My wife and I have been replaying some of the Myst games again. Man, I wish there was something this good coming out now. If you know of a Myst game that is as good as the actual ones, let me know.
Got me thinking, too. Which is the best one?
My wife and I have been replaying some of the Myst games again. Man, I wish there was something this good coming out now. If you know of a Myst game that is as good as the actual ones, let me know.
Got me thinking, too. Which is the best one?
I’m sorry, I meant for this to have a poll. How do I add a poll after forgetting to select it on the original posting?
Thread tools?
I highly enjoyed Riven, but I admit I didn’t play any beyond that.
Thanks.
I choose Myst IV. It has some masterful puzzles and I prefer the long worlds over having a lot short worlds. You are in Haven and Spire and Serenia for a really long time, solving some cool puzzles.
Favorite puzzles:
Moving the monkeys by calling them with monkey sounds
The Slider puzzle in the chair of Spire(frustrating as it is)
I played them all up to Uru.
Myst and Riven were by far the most memorable. I can’t tell you how much I anticipated the release of Riven. And while it wasn’t really a disappointment, it just didn’t quite have the intrigue and novelty Myst did.
After Robyn Miller left Cyan, the games seemed to have lost their soul.
Rand Miller(whom I have met, by the way) did return for Myst 5. However, I think the makers/designers of Myst IV nailed it.
My brother and I also eagerly awaited Riven. We got it for Christmas and put it in that day. One of the few games(in those days) that worked perfectly right out of the box. We were blown away.
It was a bit too hard, I thought. Not in the fun way, either. Anyway, we adored it.
Myst was gold. I doubt you’ll get much argument on that. This was exactly what a free-roaming mystery was supposed to be, a variety of beautiful, lush environments where you pieced together different parts of the mystery one at a time. Where if you were thoughtful and persistent, you could succeed without requiring official books or in-game help or the Internet.
There are a few minor things that could’ve used improvement (path to tree elevator needed to be clearer, better idea of how to fix the power line if you went over voltage, at least one critical clue required the brightness cranked WAAAAY up), but otherwise, this was simply a great game.

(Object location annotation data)

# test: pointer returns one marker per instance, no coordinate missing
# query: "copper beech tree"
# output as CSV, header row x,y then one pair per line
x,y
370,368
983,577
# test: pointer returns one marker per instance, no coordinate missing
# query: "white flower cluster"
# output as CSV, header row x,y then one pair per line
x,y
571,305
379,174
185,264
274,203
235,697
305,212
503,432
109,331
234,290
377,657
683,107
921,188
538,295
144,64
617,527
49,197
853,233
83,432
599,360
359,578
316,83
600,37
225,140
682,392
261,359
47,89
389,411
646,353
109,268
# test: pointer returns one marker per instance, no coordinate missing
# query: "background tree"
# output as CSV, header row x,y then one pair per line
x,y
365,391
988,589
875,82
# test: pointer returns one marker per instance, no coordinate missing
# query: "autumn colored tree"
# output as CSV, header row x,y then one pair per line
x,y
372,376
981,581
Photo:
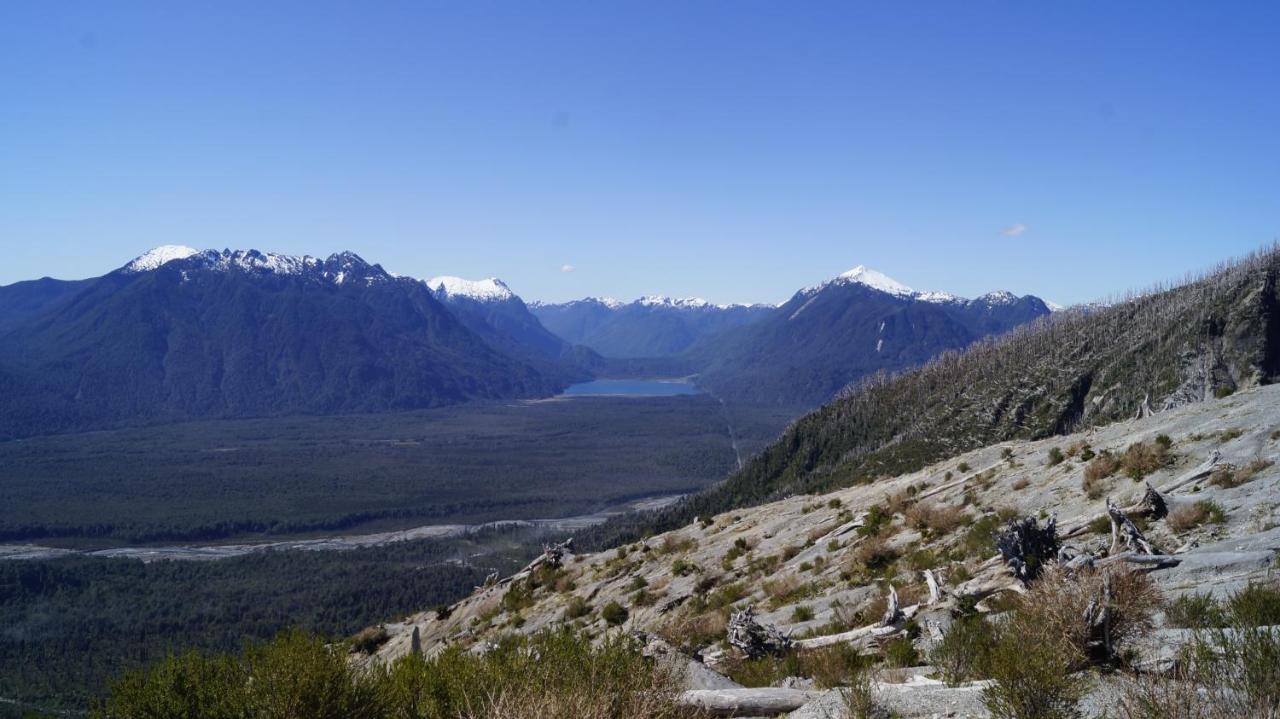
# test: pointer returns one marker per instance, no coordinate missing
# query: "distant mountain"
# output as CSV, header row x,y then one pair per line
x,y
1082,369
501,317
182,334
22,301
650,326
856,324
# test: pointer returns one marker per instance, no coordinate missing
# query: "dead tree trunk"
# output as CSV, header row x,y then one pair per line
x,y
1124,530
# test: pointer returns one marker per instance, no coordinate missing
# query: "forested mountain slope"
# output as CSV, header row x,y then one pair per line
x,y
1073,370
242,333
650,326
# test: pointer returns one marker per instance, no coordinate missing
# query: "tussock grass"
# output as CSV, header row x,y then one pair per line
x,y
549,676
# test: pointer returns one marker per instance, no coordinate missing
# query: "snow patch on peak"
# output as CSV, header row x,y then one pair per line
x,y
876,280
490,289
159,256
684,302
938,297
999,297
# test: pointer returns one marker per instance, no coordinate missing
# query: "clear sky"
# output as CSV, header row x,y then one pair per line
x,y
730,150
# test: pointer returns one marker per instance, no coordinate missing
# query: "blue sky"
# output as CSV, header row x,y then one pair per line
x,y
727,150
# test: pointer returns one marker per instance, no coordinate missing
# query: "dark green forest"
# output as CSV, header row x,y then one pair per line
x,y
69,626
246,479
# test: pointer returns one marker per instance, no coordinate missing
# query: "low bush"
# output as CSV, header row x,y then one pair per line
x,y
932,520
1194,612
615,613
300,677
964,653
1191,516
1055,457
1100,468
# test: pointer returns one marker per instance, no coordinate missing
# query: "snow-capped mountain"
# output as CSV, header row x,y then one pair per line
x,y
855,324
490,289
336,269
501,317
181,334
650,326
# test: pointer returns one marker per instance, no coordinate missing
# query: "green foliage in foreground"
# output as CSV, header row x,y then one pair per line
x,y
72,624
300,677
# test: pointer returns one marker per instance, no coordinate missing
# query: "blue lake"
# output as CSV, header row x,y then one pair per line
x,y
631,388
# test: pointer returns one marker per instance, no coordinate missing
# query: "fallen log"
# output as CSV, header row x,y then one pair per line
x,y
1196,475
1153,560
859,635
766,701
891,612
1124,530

...

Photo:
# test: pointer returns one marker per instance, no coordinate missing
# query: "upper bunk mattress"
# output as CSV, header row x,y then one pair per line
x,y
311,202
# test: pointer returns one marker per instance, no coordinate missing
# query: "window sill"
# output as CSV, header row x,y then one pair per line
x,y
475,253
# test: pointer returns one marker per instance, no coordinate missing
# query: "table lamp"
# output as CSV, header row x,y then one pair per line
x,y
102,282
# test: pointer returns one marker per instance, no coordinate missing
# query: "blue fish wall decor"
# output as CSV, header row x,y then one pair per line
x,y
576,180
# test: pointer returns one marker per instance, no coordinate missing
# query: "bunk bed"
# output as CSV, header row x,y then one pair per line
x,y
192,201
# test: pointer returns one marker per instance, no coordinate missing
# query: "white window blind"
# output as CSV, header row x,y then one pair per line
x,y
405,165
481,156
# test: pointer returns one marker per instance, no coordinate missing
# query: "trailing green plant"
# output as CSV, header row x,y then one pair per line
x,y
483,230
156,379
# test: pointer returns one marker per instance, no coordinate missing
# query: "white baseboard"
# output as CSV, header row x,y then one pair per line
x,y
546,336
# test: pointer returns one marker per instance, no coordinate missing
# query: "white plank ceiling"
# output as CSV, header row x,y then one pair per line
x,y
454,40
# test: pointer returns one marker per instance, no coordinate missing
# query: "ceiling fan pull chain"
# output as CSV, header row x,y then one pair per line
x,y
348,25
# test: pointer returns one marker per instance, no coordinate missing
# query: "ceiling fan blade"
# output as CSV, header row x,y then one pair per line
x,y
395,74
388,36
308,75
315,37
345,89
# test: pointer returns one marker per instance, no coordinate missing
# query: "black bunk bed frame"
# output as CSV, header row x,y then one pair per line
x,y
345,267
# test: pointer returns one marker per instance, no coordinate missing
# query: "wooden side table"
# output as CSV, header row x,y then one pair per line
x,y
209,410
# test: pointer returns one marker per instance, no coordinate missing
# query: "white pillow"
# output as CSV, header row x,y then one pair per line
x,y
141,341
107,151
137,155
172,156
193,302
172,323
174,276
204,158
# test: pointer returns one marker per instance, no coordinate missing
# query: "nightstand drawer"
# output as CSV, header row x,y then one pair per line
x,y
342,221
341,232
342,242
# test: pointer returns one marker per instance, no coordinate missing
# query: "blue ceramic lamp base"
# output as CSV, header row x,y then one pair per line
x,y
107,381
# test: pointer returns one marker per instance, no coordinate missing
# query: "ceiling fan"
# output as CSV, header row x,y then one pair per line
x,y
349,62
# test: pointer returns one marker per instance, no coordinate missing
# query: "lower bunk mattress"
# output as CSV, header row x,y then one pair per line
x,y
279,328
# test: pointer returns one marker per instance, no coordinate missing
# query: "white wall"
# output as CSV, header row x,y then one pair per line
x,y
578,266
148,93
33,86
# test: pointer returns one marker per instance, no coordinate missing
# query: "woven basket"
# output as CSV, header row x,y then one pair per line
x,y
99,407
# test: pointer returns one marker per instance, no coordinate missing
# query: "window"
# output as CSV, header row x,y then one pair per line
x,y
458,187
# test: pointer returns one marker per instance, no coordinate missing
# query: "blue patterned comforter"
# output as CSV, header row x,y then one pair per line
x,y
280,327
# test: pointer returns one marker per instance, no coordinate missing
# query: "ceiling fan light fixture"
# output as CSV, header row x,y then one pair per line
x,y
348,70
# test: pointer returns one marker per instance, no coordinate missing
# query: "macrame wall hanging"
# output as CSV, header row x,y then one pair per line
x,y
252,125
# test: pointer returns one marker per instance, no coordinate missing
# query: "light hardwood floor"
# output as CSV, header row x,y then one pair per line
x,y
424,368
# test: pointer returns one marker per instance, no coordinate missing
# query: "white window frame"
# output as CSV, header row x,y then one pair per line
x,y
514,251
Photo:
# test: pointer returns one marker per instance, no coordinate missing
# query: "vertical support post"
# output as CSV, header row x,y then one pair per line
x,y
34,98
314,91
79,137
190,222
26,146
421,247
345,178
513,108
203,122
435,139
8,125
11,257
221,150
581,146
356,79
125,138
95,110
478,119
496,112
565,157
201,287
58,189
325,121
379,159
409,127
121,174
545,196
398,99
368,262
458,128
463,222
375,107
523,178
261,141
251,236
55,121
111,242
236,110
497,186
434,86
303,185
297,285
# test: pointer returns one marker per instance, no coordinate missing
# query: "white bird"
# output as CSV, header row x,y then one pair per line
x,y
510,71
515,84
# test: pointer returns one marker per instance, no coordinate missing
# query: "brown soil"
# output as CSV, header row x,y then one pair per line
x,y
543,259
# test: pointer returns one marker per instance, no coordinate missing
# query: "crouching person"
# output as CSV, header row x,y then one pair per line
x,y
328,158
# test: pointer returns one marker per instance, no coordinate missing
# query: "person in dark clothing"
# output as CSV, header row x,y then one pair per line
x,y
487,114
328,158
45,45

* [The tasks]
1. Summarize the thread about the Myst games in two sentences.
2. From the thread about the Myst games, repeat the passage starting with "I choose Myst" and going on through "IV nailed it.".
The records are separate from the thread and unrelated to it.

* [Solution set]
1. A poster who has been replaying the Myst games with their wife asks which one is the best. Replies favor different titles: one picks Myst IV for its long worlds and masterful puzzles, others recall eagerly awaiting Riven though finding it a bit too hard, and one calls the original Myst gold despite a few minor flaws.

2.
I choose Myst IV. It has some masterful puzzles and I prefer the long worlds over having a lot short worlds. You are in Haven and Spire and Serenia for a really long time, solving some cool puzzles.
Favorite puzzles:
Moving the monkeys by calling them with monkey sounds
The Slider puzzle in the chair of Spire(frustrating as it is)
I played them all up to Uru.
Myst and Riven were by far the most memorable. I can’t tell you how much I anticipated the release of Riven. And while it wasn’t really a disappointment, it just didn’t quite have the intrigue and novelty Myst did.
After Robyn Miller left Cyan, the games seemed to have lost their soul.
Rand Miller(whom I have met, by the way) did return for Myst 5. However, I think the makers/designers of Myst IV nailed it.